------ Extract provided ------
Preferably the inner casing member extends substantially concentrically through the outer casing member such that the secondary passage is generally annular about the primary passage.

In other embodiments, the outer casing member may comprise one or more auxiliary tube members extending alongside the inner casing member to define the secondary passage as a plurality of longitudinally extending passages at circumferentially spaced locations about the primary passage.

Preferably an interior diameter of the primary passage is substantially equal to an interior diameter of the outer casing.

According to a second aspect of the present invention there is provided a method of preparing a hydrocarbon producing well containing gas and liquid for pumping using a downhole pump supported at a bottom end of a production tubing string, the method including providing a gas separator assembly comprising an inner casing member defining a primary passage extending longitudinally therethrough between opposing first and second ends of the assembly an outer casing member supported externally of the inner casing member so as to define a secondary passage extending longitudinally and externally of the primary passage between a first end and a second end of the secondary passage at least one first port in communication between the primary passage of the inner casing member and the secondary passage of the outer casing member adjacent the first end of the secondary passage such that the first end of the secondary passage only communicates with the primary passage through said at least one first port and at least one second port in communication between the primary passage of the inner casing member and the secondary passage of the outer casing member adjacent the second end of the secondary passage such that the second end of the secondary passage only communicates with the primary passage through said at least one second port and connecting the first and second ends of the assembly in series with the outer casing such that the primary passage communicates in series with a primary passage of the outer casing while completing an outer casing of the hydrocarbon producing well.

One embodiment of the invention will now be described in conjunction with the accompanying drawings in which:

BRIEF DESCRIPTION OF THE DRAWINGS

FIG. 1 is a schematic representation of a prior art gas separator known as a modified poor boy gas anchor; and

FIG. 2 is a sectional side elevational view of the gas separator assembly according to the present invention.
------ Provided records ------
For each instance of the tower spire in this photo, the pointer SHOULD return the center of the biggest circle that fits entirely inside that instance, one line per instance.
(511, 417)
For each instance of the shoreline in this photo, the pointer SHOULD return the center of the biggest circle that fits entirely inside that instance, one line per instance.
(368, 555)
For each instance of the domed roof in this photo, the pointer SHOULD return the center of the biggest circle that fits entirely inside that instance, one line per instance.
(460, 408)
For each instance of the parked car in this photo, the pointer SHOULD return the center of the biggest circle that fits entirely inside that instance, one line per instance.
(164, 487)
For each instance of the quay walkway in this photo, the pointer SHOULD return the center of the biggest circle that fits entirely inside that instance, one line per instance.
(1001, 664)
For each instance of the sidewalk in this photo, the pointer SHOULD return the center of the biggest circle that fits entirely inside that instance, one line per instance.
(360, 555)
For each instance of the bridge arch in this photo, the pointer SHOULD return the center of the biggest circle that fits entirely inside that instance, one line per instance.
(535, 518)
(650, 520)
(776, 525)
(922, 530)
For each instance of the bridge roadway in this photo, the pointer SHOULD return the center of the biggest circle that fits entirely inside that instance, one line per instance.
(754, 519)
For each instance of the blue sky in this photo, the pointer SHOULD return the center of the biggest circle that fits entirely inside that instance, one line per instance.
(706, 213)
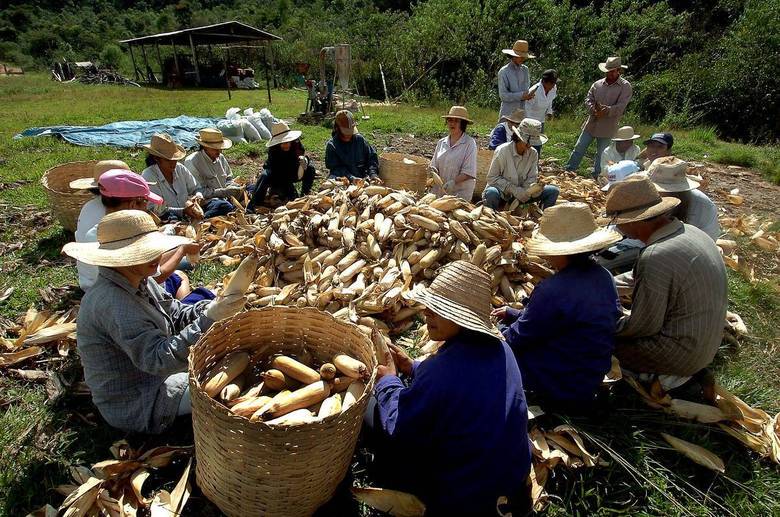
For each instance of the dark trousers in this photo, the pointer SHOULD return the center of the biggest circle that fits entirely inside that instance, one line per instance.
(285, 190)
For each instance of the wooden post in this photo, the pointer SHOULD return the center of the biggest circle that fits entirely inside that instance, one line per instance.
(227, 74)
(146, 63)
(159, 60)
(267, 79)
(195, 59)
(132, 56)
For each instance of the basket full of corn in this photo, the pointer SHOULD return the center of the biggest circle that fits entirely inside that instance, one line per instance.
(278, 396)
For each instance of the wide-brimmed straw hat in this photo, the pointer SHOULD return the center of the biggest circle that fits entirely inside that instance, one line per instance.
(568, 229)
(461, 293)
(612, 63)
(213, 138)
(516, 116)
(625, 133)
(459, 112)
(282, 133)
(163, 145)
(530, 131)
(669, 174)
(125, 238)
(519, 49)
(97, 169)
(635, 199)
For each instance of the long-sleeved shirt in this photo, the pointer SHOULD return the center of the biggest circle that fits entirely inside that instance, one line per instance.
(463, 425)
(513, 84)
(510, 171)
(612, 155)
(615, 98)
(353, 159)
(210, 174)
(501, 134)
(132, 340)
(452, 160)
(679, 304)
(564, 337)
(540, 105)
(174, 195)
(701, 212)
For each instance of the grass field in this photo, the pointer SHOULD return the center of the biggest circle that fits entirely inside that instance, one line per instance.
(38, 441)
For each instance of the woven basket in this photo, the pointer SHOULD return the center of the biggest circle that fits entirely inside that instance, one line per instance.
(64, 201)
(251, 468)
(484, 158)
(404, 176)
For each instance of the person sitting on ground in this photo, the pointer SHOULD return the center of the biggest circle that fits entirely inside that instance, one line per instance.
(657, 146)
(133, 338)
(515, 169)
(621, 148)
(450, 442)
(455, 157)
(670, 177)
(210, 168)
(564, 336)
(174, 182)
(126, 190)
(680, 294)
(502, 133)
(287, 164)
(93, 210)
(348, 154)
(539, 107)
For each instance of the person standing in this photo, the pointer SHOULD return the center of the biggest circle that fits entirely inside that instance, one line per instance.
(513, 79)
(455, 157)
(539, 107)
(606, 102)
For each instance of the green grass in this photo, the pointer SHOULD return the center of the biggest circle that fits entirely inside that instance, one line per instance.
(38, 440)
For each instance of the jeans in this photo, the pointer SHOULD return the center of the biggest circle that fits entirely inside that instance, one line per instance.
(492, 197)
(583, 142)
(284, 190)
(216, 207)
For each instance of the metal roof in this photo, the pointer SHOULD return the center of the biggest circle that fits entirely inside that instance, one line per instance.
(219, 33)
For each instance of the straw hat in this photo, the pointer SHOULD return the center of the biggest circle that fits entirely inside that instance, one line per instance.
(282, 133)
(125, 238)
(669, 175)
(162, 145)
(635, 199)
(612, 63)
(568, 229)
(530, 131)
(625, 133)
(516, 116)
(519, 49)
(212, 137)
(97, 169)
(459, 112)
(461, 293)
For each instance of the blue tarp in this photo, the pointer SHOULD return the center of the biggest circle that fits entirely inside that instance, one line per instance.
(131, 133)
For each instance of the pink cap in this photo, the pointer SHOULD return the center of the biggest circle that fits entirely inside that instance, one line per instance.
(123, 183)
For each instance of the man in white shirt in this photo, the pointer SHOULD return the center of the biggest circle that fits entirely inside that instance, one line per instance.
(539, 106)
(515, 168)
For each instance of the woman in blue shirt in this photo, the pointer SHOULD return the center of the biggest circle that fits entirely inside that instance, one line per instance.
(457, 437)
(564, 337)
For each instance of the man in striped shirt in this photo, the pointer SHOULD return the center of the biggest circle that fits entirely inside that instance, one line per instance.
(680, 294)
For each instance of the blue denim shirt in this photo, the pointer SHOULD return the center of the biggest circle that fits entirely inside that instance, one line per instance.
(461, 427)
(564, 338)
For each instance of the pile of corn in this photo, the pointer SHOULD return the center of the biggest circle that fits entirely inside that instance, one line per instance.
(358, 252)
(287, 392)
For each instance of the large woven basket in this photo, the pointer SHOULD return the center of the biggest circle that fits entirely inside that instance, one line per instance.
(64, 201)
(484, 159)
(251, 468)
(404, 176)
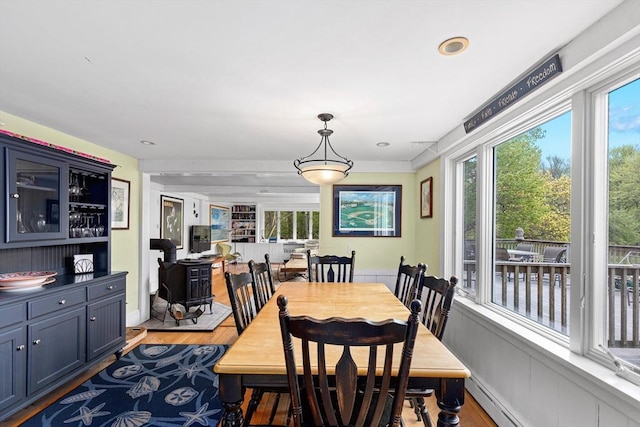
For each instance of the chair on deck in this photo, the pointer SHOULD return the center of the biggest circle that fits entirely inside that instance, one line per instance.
------
Tasks:
a) According to the gas separator patent excerpt, what does FIG. 1 depict?
b) Reproduce everything in the gas separator patent excerpt from "One embodiment of" down to "the present invention.".
The listing comes from a source separate from the gas separator patent excerpt.

Written responses:
a) A schematic representation of a prior art gas separator known as a modified poor boy gas anchor.

b)
One embodiment of the invention will now be described in conjunction with the accompanying drawings in which:

BRIEF DESCRIPTION OF THE DRAWINGS

FIG. 1 is a schematic representation of a prior art gas separator known as a modified poor boy gas anchor; and

FIG. 2 is a sectional side elevational view of the gas separator assembly according to the present invention.